» **Qué se pide**
1) Explica, según el fragmento sobre el gobierno de Pedro Sánchez, por qué el autor considera extraño que a ese gobierno se le acuse de autoritarismo. Responde en una a tres oraciones.
2) Indica si cada afirmación coincide con el fragmento sobre el gobierno de Pedro Sánchez. Responde sí o no y cita las palabras del fragmento que lo deciden: (a) En España ha habido un intento de golpe de Estado en la última década. (b) El gobierno ha sacado adelante tres presupuestos generales. (c) Las fuerzas políticas contrarias revertirán esas leyes cuando lleguen al gobierno.
==== Fragmento del documento
Hace algo más de cuarenta años que en España no tiene lugar un intento de golpe de Estado, y sin embargo el término nos asalta más que nunca antes desde los medios de comunicación y en boca de nuestros políticos. Si esto no es "ruido de sables" (otra expresión política eminentemente española y con derivación chilena), que vengan los padres de la Constitución y lo vean. Cuando desde Podemos denuncian la "violencia política" expresada en el lenguaje parlamentario, tal vez deberían empezar su pedagogía por ejemplos flagrantes como estos.

Es extrañamente curioso que al gobierno de Pedro Sánchez, seguramente el presidente de la España democrática que menos poder concentra (sin olvidarnos del pobre Calvo Sotelo), se le acuse obstinadamente de autoritarismo o golpismo. No gobierna en solitario, sino en coalición con otro grupo fruto, a su vez, de otra opción de coalición. La coalición de gobierno tampoco ostenta la mayoría en el Congreso, depósito de la soberanía nacional donde se ve obligado a pactar para sacar adelante leyes y decretos con grupos políticos variopintos. La aritmética no está siendo fácil, pero está saliendo bien: tres presupuestos generales sacados adelante en tiempo y forma, y unas cuantas leyes para mejorar la vida de la gente; aunque sea gracias a un diputado conservador que no sabe apretar un botón. En un país acostumbrado al bipartidismo y las mayorías absolutas, resulta que el mandato de Sánchez está resultando el más pluralista y democrático de la ya no tan joven historia de la democracia. Y, sin embargo, ningún gobierno ha recibido ataques tan virulentos, ni siquiera el del PSOE del GAL fustigado por el aznarismo.

Otra cosa es cuestionar, o criticar, algunas de sus iniciativas legislativas, que en todo caso no puede imponer ahora una mayoría absoluta unicolor como hasta tiempos recientes, sino que tendrán que consensuarse con otras fuerzas políticas (y que otras fuerzas políticas contrarias, cuando lleguen al gobierno, podrán modificar o revertir; spoiler: no lo harán, como no lo hicieron con el divorcio, el matrimonio igualitario o el aborto contra los que tanto escándalo agitaron).

Pese al delicado equilibrio de apoyos, al gobierno parece que le ha entrado un frenesí legislativo en el sprint final de la legislatura. Controvertida fue en su momento la aplicación del delito de sedición, esa antigualla anómala de nuestro ordenamiento jurídico, a los procesados del Procés, así que nada que objetar a su modificación (si acaso, está por ver en qué se convierte, como alertan movimientos sociales como la PAH). En cuanto a la malversación, está claro que el lucro personal debe ser un agravante (agravante jurídico, moral y hasta estético, como el padre de la eurodiputada Kaili tratando de huir con una maleta llena de dinero supuestamente proveniente de sobornos cataríes), del mismo modo que es un agravante si, además de violarte, te dejan medio muerta tirada en una cuneta. Pero eso no significa que si no te rompen una costilla sea menos delito.

Acotarlo al lucro personal rebajando las penas para otras modalidades abre la brecha para demasiados debates bizantinos (y para el poder de discrecionalidad del juez de turno): beneficiar a tu cuñado, tu hermano, o tus amigos constructores, ¿no es lucro personal? ¿Y sufragar la reforme de la sede de tu partido con donaciones ilícitas?
========
==== Datos almacenados
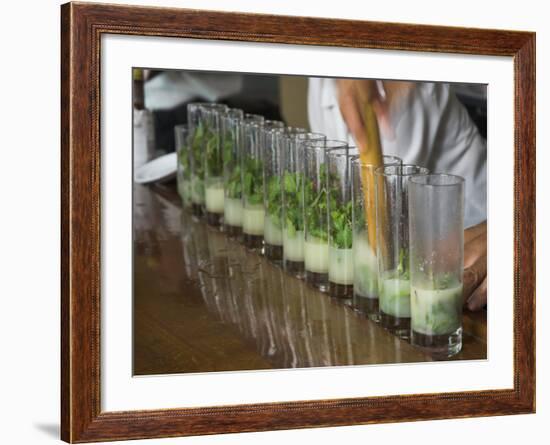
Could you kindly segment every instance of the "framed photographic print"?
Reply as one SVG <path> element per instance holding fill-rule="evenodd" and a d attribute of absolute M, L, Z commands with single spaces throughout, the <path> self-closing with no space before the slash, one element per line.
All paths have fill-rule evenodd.
<path fill-rule="evenodd" d="M 63 440 L 534 412 L 534 33 L 61 29 Z"/>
========
» **Soluciones**
1) Porque Sánchez es seguramente el presidente de la España democrática que menos poder concentra. No gobierna en solitario, sino en coalición. Además, esa coalición no tiene mayoría en el Congreso, de modo que debe pactar leyes y decretos con grupos políticos variopintos.

2)
(a) No: «Hace algo más de cuarenta años que en España no tiene lugar un intento de golpe de Estado».
(b) Sí: «tres presupuestos generales sacados adelante en tiempo y forma».
(c) No: «spoiler: no lo harán».